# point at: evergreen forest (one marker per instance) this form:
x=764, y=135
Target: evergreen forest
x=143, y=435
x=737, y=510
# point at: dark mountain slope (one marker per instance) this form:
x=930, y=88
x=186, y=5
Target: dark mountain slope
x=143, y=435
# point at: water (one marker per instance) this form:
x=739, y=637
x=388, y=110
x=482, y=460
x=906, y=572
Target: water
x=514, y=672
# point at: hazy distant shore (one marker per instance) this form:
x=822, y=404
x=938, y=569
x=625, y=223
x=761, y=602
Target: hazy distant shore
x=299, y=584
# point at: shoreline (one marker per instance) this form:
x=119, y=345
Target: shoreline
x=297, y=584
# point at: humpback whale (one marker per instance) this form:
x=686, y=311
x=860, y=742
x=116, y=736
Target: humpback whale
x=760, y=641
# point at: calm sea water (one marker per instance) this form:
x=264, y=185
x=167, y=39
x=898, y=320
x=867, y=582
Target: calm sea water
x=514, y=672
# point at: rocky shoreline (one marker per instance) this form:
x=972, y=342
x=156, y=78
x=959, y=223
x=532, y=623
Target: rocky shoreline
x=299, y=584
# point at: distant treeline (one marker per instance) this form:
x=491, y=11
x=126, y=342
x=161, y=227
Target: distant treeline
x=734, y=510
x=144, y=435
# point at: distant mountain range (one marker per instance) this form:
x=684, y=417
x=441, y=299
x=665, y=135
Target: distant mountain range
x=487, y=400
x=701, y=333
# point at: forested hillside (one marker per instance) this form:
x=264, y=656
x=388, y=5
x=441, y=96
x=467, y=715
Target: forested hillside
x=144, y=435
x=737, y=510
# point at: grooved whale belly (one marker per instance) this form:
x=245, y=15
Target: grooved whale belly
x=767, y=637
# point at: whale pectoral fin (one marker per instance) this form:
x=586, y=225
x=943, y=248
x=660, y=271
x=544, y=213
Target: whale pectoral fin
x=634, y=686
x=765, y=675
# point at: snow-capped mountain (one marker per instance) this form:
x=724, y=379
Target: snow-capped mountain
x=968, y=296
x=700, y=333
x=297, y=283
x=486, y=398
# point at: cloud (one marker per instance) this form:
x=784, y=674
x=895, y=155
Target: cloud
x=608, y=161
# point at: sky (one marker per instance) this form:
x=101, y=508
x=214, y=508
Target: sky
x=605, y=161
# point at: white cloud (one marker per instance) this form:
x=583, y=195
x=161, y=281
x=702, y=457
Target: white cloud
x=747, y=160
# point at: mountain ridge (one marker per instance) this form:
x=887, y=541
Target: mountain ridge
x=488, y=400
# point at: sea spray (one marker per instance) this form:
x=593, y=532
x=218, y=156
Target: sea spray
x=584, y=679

▶ Requirements
Update the lines above by replacing "point at" with "mark" everywhere it appears, and leave everything else unchanged.

▶ Response to the task
# mark: evergreen forest (one marker per instance) this form:
x=764, y=135
Target: evergreen forest
x=143, y=435
x=737, y=510
# mark: dark mountain slope (one marker per instance) this form:
x=930, y=88
x=186, y=5
Target: dark mountain slope
x=143, y=435
# mark: water (one marker per instance) this form:
x=739, y=637
x=388, y=110
x=482, y=460
x=906, y=572
Target: water
x=514, y=672
# mark: hazy distant shore (one marker per instance) this form:
x=822, y=404
x=938, y=569
x=625, y=223
x=761, y=602
Target: hazy distant shore
x=299, y=584
# mark: shoreline (one marker per instance) this form:
x=119, y=345
Target: shoreline
x=297, y=584
# mark: humpback whale (one marker per instance) this form:
x=686, y=311
x=860, y=742
x=116, y=736
Target: humpback whale
x=760, y=641
# mark: calm sea water (one marker per instance) this form:
x=264, y=185
x=167, y=39
x=898, y=320
x=867, y=582
Target: calm sea water
x=514, y=672
# mark: rocky shoreline (one marker per instance) this form:
x=972, y=342
x=156, y=78
x=959, y=223
x=532, y=623
Target: rocky shoreline
x=299, y=584
# mark: distant treeline (one marker per instance) this form:
x=491, y=11
x=126, y=342
x=161, y=227
Target: distant treeline
x=734, y=510
x=144, y=435
# mark: distant mountain range (one marker per instance) this form:
x=684, y=417
x=441, y=299
x=665, y=135
Target: distant mountain range
x=487, y=400
x=701, y=333
# mark: forested hillside (one marker per instance) this form:
x=264, y=656
x=388, y=5
x=441, y=96
x=467, y=715
Target: forested hillside
x=144, y=435
x=737, y=510
# mark: grooved whale belly (one marker per instance) this form:
x=245, y=15
Target: grooved whale belly
x=767, y=637
# mark: whale pectoral fin (one marker per instance) this form:
x=586, y=225
x=943, y=248
x=660, y=271
x=544, y=213
Target: whale pectoral fin
x=634, y=686
x=765, y=675
# mark: snow-capped mountain (one marker per instance) this form:
x=724, y=379
Target: snow-capped mountain
x=968, y=296
x=700, y=333
x=297, y=283
x=486, y=398
# mark: cloud (one marker per instance) this form:
x=784, y=674
x=895, y=155
Target: cloud
x=608, y=161
# mark: sky (one marker per instance) this form:
x=101, y=508
x=214, y=508
Target: sky
x=605, y=161
# mark: white cloud (one marker per instance) this form:
x=583, y=195
x=161, y=281
x=702, y=457
Target: white cloud
x=747, y=160
# mark: mountain ridge (one marker per instance) this form:
x=887, y=541
Target: mountain ridge
x=488, y=400
# mark: sea spray (one marker per instance) this form:
x=593, y=532
x=218, y=156
Target: sea spray
x=584, y=679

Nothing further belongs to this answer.